* [Work to do]:
In the records below, rewrite everything from the line containing "Your task is to find every instance of haze" down to the line containing "[69,387,318,423]" as a numbered list, skipping blank lines.

* [Data shown]:
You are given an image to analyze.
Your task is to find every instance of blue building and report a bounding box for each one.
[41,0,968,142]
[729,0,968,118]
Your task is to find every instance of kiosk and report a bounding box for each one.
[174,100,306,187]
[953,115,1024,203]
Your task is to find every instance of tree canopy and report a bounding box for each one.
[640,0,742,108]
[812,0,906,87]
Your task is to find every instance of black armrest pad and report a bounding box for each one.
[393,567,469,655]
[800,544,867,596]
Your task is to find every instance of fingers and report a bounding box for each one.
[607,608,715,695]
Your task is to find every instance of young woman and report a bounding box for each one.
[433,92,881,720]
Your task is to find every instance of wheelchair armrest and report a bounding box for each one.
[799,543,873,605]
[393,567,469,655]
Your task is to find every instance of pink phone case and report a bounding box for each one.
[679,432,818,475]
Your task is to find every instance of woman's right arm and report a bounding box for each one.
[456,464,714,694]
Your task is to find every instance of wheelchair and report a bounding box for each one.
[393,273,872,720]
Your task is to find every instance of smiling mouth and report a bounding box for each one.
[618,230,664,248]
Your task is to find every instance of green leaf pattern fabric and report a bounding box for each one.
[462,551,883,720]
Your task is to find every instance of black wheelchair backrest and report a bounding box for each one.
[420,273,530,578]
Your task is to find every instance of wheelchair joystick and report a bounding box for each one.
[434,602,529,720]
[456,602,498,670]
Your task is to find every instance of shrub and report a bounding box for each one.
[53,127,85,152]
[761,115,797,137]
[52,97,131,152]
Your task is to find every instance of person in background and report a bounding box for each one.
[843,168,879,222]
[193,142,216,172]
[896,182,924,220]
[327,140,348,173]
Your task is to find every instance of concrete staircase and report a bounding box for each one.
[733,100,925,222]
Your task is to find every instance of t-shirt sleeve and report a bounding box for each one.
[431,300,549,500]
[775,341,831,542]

==

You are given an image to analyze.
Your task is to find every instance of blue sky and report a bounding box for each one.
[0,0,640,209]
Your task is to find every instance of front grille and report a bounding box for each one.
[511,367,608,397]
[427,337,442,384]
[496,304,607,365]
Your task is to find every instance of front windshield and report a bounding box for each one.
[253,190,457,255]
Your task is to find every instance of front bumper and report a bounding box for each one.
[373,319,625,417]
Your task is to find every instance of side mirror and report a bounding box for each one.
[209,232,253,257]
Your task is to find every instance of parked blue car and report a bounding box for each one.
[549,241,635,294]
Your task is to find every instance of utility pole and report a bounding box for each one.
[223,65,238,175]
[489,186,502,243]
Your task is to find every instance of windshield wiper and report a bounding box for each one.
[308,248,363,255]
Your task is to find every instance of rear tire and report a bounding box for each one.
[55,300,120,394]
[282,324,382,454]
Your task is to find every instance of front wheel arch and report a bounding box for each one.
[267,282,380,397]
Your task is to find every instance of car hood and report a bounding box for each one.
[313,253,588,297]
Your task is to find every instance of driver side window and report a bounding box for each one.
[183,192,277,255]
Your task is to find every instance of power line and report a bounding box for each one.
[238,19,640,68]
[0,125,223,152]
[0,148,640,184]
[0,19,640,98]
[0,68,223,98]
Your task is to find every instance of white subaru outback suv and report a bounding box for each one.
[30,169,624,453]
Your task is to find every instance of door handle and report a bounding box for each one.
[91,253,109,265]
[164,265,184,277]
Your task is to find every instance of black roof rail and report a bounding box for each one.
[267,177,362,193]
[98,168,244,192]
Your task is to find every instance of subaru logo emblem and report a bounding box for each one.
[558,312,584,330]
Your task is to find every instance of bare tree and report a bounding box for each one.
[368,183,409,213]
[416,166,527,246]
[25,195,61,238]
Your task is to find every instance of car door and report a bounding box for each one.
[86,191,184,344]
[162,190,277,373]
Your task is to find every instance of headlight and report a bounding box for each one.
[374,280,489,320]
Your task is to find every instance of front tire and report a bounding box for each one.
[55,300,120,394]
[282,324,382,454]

---

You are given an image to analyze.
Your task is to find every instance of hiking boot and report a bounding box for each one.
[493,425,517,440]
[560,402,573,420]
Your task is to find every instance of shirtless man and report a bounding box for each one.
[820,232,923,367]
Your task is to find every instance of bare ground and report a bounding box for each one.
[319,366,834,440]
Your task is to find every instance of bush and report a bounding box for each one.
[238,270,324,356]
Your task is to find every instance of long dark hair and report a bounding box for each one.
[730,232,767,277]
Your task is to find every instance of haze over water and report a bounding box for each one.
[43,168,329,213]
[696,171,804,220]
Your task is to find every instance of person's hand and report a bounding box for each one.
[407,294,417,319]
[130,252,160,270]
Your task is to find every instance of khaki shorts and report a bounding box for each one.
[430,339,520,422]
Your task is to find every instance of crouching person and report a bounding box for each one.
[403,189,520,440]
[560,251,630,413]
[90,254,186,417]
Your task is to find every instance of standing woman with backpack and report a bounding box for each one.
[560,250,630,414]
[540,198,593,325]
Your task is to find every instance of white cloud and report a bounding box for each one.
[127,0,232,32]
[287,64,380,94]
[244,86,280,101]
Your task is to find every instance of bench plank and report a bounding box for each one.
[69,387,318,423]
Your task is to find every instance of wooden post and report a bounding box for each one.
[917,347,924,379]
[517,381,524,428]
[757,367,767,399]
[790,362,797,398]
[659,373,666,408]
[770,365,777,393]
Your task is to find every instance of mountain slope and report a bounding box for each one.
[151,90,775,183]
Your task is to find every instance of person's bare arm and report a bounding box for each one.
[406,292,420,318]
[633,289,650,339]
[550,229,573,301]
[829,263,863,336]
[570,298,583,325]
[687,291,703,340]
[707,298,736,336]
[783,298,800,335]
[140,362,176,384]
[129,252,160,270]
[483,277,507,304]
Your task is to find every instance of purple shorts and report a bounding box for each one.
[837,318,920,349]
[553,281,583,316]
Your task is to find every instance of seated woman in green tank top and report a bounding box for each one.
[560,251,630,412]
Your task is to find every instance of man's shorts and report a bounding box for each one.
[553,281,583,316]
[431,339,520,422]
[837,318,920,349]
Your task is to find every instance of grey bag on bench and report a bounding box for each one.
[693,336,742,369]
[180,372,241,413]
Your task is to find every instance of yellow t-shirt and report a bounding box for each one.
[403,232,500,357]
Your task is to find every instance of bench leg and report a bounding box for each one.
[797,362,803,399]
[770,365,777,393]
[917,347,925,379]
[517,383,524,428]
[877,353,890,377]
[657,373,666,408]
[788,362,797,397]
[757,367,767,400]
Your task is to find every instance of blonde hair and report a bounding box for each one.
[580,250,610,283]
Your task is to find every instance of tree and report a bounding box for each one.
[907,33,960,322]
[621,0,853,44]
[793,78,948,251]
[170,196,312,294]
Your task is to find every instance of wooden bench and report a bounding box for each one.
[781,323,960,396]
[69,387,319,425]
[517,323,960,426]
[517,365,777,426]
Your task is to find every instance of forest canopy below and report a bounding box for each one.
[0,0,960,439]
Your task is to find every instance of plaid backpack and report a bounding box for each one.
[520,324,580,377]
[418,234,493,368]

* [Solution to the problem]:
1. Your task is to find every instance of haze over water and report a bounding box for each one.
2. [43,168,329,213]
3. [696,171,804,220]
4. Your task is to find every instance of person's hand and report a bounding box for each one.
5. [407,294,417,319]
6. [130,252,160,270]
7. Your task is to find every instance of khaki shorts and report a bounding box for each one.
8. [430,339,520,422]
9. Your task is to find every instance of crouching person and report a bounding box for each one.
10. [403,189,520,440]
11. [560,251,630,413]
12. [90,254,186,417]
13. Your task is to find every instance of standing woman with backpack and report a bounding box for each one.
14. [560,250,630,414]
15. [540,198,593,325]
16. Your task is to find every instance of white cloud and report a bounding box for each one.
17. [127,0,232,32]
18. [287,64,380,94]
19. [244,86,280,101]
20. Your task is to find every instance of bench plank and report a bounding box for each one.
21. [69,387,318,423]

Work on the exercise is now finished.